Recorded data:
——————————
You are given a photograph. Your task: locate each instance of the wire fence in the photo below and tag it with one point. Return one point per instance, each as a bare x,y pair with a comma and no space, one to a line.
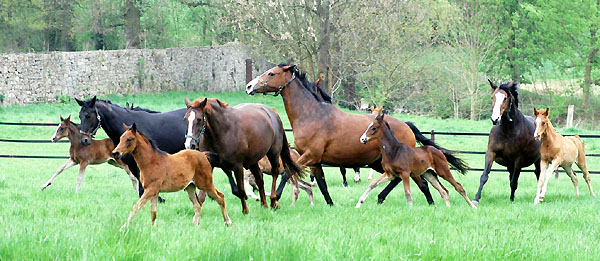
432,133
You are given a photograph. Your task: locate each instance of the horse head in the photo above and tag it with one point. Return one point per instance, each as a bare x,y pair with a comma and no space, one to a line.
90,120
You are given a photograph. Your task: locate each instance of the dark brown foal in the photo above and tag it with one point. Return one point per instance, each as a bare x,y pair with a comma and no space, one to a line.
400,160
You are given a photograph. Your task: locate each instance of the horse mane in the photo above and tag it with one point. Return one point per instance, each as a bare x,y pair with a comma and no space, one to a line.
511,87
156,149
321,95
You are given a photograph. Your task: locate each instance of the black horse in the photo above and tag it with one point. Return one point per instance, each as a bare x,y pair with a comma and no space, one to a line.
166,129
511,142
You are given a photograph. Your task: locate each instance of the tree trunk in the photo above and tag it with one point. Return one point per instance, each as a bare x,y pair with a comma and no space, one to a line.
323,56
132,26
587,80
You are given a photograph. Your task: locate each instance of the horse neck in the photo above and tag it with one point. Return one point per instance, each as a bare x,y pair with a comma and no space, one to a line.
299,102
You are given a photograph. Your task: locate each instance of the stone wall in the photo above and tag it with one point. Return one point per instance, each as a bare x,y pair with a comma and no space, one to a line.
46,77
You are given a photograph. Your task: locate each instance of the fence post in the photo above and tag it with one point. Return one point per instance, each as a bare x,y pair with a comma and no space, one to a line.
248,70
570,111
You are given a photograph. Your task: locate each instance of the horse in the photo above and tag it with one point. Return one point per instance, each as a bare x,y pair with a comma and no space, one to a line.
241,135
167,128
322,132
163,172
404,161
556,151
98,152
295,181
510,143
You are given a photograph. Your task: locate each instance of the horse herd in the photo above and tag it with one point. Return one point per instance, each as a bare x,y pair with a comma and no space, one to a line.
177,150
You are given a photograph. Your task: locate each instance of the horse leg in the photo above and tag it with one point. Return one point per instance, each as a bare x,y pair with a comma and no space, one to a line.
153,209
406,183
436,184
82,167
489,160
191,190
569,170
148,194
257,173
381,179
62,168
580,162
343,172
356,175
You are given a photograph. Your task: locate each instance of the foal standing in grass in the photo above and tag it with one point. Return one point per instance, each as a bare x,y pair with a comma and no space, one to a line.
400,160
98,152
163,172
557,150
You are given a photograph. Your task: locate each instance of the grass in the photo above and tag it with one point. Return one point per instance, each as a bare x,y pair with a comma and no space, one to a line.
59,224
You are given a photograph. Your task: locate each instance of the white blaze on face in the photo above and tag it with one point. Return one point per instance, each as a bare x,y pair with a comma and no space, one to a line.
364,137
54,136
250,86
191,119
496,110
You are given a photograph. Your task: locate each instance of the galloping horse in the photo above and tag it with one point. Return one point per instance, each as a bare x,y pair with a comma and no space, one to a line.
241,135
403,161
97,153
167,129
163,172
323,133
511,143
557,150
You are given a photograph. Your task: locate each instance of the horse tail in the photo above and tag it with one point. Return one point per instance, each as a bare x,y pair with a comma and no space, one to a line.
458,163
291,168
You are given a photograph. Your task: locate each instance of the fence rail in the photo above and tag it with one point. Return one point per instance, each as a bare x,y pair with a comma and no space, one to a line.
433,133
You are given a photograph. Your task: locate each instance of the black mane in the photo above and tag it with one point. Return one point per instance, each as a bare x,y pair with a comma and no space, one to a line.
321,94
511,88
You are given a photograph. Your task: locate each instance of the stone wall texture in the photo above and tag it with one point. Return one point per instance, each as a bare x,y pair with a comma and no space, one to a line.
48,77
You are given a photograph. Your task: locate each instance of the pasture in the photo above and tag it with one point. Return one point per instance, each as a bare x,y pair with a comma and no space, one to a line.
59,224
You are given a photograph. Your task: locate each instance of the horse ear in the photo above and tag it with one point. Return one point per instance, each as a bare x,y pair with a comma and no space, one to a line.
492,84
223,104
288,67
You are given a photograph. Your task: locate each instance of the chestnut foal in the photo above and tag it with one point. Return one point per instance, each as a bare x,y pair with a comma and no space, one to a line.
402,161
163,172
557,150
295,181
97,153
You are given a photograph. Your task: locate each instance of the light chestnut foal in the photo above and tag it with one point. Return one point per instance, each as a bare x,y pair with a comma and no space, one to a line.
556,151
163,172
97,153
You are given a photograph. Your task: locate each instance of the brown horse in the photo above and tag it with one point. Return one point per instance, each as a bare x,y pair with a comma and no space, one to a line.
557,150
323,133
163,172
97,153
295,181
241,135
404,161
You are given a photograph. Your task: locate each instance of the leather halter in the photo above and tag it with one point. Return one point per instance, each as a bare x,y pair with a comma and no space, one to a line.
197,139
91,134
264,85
——————————
* [EXERCISE BRIEF] Put each line of the data above into a Markdown table with a "No." column for the row number and a "Line" column for the line, skipping blank lines. Leave the pictures out of the table.

* [EXERCISE ANSWER]
| No. | Line |
|---|---|
| 1 | You are given a photograph. Your task: locate each instance of the wire fence in the photo below and tag it with one point. Return one point per instance, each as a bare x,y pair with a comma and no space, one to a line. |
| 2 | 432,133 |
| 3 | You are given a photograph. Your task: locate each instance of the horse head in the photo above and tag it with one point. Return one point per instance, each as a bare x,y pair with a comma and no space, one to a line. |
| 4 | 90,120 |
| 5 | You are given a photograph. Your task: locate each instance of the dark brown foal in the photo above and tag it with one point. Return one point per instance, each as a bare x,y pair with a comma and no space, one to a line. |
| 6 | 400,160 |
| 7 | You are given a photograph. Your task: locate each instance of the horse mane in the photo above and tag it with one point. Return one point per instance, each as a bare x,y pair with a comma and no space, one to a line. |
| 8 | 511,87 |
| 9 | 156,149 |
| 10 | 321,95 |
| 11 | You are given a photograph. Your task: locate each instance of the black horse in the photo above and tag it with one point. Return one point per instance, each as a bare x,y pair with a comma and no space, one to a line. |
| 12 | 166,129 |
| 13 | 511,142 |
| 14 | You are given a photograph. Your task: locate each instance of the tree trunk in the photo above and tag it with one point. Return one point per instance, each as a bare x,y pair with a comma and no space, one to a line. |
| 15 | 323,56 |
| 16 | 132,26 |
| 17 | 587,80 |
| 18 | You are given a photograph. Your task: locate each instance of the horse neck in the photo above and tag it with one point. Return one point per instance, each as a bare x,y pair with a comma and no space, one to a line. |
| 19 | 299,102 |
| 20 | You are given a photograph. Your task: locate each instance of the stone wall in the photo above and tag it with one point. Return one point per instance, each as a bare x,y pair with a comma and no space, one to a line. |
| 21 | 46,77 |
| 22 | You are given a photograph. Your task: locate each instance of the fence post in the photo above and tag it with one point. Return one point per instance, each as a bare x,y pair with a comma and no space, one to a line. |
| 23 | 248,70 |
| 24 | 570,111 |
| 25 | You are given a photograph. Your task: locate each instance of the horse in the photo above and tag it with one point. Return one point per instance, each as a bare x,y pair with a comma and no space, one to a line. |
| 26 | 241,135 |
| 27 | 167,128 |
| 28 | 322,132 |
| 29 | 163,172 |
| 30 | 404,161 |
| 31 | 556,151 |
| 32 | 98,152 |
| 33 | 295,181 |
| 34 | 510,143 |
| 35 | You are given a photograph. Your task: locate each instance of the horse herd in the photo above and tag it with one point. Return one point per instance, each as a bare x,y pair with a comma and no space, one to a line. |
| 36 | 177,150 |
| 37 | You are given a photograph. Your task: locate each instance of the horse leg in the photo above and tag it with one point. Return one point per instance, each as a bare x,y pair with a comma and no space, one to a line. |
| 38 | 153,209 |
| 39 | 406,183 |
| 40 | 436,184 |
| 41 | 82,167 |
| 42 | 489,160 |
| 43 | 191,190 |
| 44 | 569,170 |
| 45 | 148,194 |
| 46 | 257,173 |
| 47 | 381,179 |
| 48 | 62,168 |
| 49 | 580,162 |
| 50 | 343,172 |
| 51 | 356,175 |
| 52 | You are given a photograph. Your task: locate each instance of the foal standing in grass in the photo above and tag it with one point. Return one point per instance, each as a bare x,y pair with a comma and no space, one to a line. |
| 53 | 400,160 |
| 54 | 98,152 |
| 55 | 163,172 |
| 56 | 557,150 |
| 57 | You are given a photograph. Your task: locate each instance of the grass in the photo above and tag it with one point. Return one point per instance, each as a bare x,y pair with a comma and no space, one to a line. |
| 58 | 59,224 |
| 59 | You are given a photograph. Your task: locate each instance of the white blaze on face in the photo above and tag it with one point. Return one point per instance, each as a bare x,y pair with a comma and no space, one to a line. |
| 60 | 364,137 |
| 61 | 54,136 |
| 62 | 250,86 |
| 63 | 191,119 |
| 64 | 496,110 |
| 65 | You are given a photograph. Your task: locate each instance of the galloping horse in the photo above and tag it with one point. Return one point per instance, each as a bare x,y pair with a comma and no space, one to a line. |
| 66 | 241,135 |
| 67 | 403,161 |
| 68 | 97,153 |
| 69 | 167,129 |
| 70 | 163,172 |
| 71 | 323,133 |
| 72 | 511,143 |
| 73 | 557,150 |
| 74 | You are given a photograph. Your task: locate each instance of the horse tail in the photo above and tag it with one point. Return one point per instance, each as a bare x,y pair with a comma and no space, one to a line. |
| 75 | 458,163 |
| 76 | 291,168 |
| 77 | You are given a photograph. Your task: locate each instance of the fence rail in the photo above and tag it with one point. Return one point per instance, each as a bare x,y pair with a comma and no space, one to a line. |
| 78 | 433,133 |
| 79 | You are given a photograph. Your task: locate each instance of the black mane in the photo above and tag it with one point. Return one point per instance, each as a bare x,y pair with a comma and no space, one to a line. |
| 80 | 321,94 |
| 81 | 511,88 |
| 82 | You are given a photograph. Your task: locate each instance of the stone wall texture in the photo above and tag it with one point. Return one point per instance, each as a bare x,y pair with a comma and no space, one to a line. |
| 83 | 48,77 |
| 84 | You are given a photograph. Your task: locate each instance of the pasture in the photo above and tag it with one point. Return one point per instance, each as a bare x,y pair with a comma and no space, one to a line. |
| 85 | 59,224 |
| 86 | You are given a photograph. Your task: locate each instance of the horse ear in the photo above and tag it with one point. Return one point per instance, each as a bare x,y pair with a comma and no space, one to a line. |
| 87 | 492,84 |
| 88 | 223,104 |
| 89 | 288,67 |
| 90 | You are given a photograph. Your task: locate each instance of the chestnut foal in the photo above and tag it with one point. Return one point per instance, each as a bare x,y pair with a comma and no space, one to a line. |
| 91 | 402,161 |
| 92 | 163,172 |
| 93 | 557,150 |
| 94 | 295,181 |
| 95 | 97,153 |
| 96 | You are given a photograph. Your task: locate each instance of the light chestnut foal in the photo above and tag it with one point. Return one point per instance, each as a bare x,y pair with a comma and no space, one to a line. |
| 97 | 556,151 |
| 98 | 163,172 |
| 99 | 97,153 |
| 100 | You are given a photograph. Your task: locate each instance of the brown horse in the photo above and tag it with one point. Return one point per instance, each as a bare x,y pair with a comma and no space, one to a line. |
| 101 | 557,150 |
| 102 | 323,133 |
| 103 | 163,172 |
| 104 | 97,153 |
| 105 | 295,181 |
| 106 | 241,135 |
| 107 | 404,161 |
| 108 | You are given a photograph. Your task: locate each instance of the leather halter in the photo above and tag it with one point. Return one point per instance, each as a bare x,y pair with a comma and no space, one to a line. |
| 109 | 197,139 |
| 110 | 91,134 |
| 111 | 264,85 |